*** Begin section ***

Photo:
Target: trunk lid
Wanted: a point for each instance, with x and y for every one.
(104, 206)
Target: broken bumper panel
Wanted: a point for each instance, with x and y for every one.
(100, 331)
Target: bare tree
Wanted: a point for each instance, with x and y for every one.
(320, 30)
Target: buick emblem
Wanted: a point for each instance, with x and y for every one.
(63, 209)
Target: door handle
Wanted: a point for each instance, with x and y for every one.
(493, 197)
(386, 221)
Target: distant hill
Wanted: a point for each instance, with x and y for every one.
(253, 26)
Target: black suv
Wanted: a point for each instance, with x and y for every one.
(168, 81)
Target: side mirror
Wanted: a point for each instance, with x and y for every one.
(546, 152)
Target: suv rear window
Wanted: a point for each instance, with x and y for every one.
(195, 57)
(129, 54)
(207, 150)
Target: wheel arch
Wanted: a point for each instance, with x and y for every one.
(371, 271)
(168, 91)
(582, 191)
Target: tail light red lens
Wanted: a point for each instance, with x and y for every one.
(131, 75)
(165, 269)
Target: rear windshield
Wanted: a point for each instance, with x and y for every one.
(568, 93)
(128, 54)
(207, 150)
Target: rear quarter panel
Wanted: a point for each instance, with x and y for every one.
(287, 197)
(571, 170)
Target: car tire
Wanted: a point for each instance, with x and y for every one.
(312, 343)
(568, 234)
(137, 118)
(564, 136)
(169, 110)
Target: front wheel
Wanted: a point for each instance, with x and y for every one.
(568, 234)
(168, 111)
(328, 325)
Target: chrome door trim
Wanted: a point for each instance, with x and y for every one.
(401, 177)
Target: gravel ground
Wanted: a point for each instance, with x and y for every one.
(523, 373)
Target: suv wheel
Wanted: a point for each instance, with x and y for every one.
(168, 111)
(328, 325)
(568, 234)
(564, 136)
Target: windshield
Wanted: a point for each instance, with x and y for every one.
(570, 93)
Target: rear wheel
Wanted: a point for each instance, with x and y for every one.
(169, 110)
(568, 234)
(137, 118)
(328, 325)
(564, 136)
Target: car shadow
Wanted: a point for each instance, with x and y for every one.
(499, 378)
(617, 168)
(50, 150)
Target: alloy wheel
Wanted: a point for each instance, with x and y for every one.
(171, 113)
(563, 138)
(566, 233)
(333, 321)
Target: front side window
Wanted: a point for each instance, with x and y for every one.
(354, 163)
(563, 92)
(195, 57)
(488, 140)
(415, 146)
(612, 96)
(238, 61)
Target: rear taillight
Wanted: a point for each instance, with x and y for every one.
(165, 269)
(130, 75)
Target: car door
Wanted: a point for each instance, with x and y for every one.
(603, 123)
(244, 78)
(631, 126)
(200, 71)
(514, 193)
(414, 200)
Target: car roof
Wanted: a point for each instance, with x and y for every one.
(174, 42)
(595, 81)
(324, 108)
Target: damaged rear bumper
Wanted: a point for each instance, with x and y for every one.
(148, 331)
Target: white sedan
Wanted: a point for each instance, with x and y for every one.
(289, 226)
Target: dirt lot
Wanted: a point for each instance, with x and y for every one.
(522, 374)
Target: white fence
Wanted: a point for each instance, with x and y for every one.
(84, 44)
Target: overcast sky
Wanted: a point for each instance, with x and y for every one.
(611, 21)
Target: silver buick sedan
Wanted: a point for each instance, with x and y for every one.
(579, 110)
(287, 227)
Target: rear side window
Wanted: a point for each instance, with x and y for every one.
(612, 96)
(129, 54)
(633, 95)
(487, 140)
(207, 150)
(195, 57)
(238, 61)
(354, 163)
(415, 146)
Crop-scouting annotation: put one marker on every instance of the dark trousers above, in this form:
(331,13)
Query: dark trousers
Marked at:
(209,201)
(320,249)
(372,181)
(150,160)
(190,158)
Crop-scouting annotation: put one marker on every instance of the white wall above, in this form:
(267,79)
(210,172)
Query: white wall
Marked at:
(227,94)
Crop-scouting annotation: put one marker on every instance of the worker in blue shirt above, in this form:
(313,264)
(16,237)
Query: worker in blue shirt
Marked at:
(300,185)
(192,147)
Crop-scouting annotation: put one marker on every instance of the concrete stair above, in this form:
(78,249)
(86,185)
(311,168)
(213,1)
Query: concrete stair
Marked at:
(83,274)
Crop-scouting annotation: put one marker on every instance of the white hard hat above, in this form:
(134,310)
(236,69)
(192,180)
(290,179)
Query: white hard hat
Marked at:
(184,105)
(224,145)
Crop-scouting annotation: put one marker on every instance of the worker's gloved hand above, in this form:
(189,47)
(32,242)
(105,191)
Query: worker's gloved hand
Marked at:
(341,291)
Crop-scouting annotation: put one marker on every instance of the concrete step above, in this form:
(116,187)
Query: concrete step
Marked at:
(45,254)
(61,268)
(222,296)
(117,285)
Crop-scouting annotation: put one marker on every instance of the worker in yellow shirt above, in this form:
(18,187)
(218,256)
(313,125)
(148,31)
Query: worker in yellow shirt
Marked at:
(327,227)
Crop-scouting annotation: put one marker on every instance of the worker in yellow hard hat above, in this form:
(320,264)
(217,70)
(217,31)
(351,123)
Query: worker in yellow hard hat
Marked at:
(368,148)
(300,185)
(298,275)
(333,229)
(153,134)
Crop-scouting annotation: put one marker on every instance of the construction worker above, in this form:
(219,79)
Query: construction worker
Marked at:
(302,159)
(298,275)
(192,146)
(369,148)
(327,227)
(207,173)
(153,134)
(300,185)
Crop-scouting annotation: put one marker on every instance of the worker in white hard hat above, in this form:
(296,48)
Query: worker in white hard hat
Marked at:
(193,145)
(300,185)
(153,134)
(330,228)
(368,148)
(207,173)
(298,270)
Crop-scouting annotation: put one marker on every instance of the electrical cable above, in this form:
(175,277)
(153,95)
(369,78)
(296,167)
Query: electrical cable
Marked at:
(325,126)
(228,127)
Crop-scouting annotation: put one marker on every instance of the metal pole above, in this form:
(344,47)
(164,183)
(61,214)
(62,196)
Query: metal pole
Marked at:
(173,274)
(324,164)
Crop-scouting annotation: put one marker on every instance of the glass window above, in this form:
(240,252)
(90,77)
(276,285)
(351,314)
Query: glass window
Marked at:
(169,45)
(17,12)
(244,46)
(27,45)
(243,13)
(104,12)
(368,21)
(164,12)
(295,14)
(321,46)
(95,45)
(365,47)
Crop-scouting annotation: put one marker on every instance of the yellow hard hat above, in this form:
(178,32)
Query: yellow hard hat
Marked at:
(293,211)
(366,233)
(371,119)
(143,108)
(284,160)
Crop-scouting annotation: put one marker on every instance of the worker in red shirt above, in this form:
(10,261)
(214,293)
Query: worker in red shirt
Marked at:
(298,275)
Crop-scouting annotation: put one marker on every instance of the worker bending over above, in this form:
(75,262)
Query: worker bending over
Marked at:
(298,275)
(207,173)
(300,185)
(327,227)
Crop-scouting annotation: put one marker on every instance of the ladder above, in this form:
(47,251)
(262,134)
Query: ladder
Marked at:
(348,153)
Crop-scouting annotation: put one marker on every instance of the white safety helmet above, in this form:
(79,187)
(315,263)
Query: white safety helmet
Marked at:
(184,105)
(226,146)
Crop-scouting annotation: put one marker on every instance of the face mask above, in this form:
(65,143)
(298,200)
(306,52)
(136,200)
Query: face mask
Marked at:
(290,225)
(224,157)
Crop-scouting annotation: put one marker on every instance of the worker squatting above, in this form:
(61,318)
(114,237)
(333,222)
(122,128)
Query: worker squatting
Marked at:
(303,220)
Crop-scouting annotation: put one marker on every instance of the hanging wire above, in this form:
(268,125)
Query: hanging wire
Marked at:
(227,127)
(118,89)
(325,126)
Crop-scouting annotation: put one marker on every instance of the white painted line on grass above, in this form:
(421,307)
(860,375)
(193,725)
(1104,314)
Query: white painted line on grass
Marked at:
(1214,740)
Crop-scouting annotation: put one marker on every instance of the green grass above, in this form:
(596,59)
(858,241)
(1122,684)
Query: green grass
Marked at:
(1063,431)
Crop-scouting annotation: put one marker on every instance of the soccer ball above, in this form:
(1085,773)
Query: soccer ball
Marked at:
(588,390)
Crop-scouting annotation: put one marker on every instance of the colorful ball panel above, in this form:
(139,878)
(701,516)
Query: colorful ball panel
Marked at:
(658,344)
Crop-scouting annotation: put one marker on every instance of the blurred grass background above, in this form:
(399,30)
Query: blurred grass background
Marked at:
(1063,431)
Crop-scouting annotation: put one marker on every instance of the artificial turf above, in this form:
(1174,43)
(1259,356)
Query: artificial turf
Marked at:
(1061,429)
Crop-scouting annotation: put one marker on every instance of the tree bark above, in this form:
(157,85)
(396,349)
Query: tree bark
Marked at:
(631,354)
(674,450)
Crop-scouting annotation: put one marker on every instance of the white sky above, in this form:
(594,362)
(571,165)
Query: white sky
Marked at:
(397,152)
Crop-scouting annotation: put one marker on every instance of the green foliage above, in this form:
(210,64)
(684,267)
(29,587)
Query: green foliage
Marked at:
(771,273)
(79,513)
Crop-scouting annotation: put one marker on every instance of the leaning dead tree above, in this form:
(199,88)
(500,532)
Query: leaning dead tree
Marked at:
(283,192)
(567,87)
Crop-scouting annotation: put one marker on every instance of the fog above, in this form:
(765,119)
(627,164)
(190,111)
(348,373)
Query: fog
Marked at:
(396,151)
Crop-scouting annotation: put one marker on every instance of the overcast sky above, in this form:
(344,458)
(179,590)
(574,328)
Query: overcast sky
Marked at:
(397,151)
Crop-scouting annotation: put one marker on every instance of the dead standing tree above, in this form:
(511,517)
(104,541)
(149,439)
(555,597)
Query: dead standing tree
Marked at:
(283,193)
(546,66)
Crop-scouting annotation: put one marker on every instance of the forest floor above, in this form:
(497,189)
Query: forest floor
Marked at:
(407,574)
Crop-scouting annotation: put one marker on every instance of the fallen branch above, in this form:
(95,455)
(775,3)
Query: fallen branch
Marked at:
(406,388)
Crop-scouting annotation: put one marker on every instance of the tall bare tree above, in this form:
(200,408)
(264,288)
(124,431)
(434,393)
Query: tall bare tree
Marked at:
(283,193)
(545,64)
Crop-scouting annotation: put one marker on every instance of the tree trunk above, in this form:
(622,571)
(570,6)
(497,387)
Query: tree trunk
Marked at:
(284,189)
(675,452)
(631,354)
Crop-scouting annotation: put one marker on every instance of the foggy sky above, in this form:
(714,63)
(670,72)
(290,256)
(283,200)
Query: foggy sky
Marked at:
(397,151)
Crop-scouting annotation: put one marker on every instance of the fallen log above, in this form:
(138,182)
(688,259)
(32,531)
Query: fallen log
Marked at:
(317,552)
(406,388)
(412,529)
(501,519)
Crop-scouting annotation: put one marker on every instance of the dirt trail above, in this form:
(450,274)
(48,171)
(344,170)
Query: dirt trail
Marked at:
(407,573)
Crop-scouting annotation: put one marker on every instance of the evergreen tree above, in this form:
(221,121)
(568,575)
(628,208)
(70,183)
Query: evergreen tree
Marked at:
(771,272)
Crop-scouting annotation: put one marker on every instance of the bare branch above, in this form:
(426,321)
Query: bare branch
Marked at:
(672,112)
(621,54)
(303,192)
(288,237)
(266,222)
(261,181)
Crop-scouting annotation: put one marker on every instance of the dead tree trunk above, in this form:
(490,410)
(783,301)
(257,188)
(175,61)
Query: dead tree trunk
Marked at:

*** End section ***

What to do = Where a line of the records holds the word "mask", copy that line.

Task solution =
Crop-scouting annotation: put one marker on every instance of the face mask above, in this form:
Query: face mask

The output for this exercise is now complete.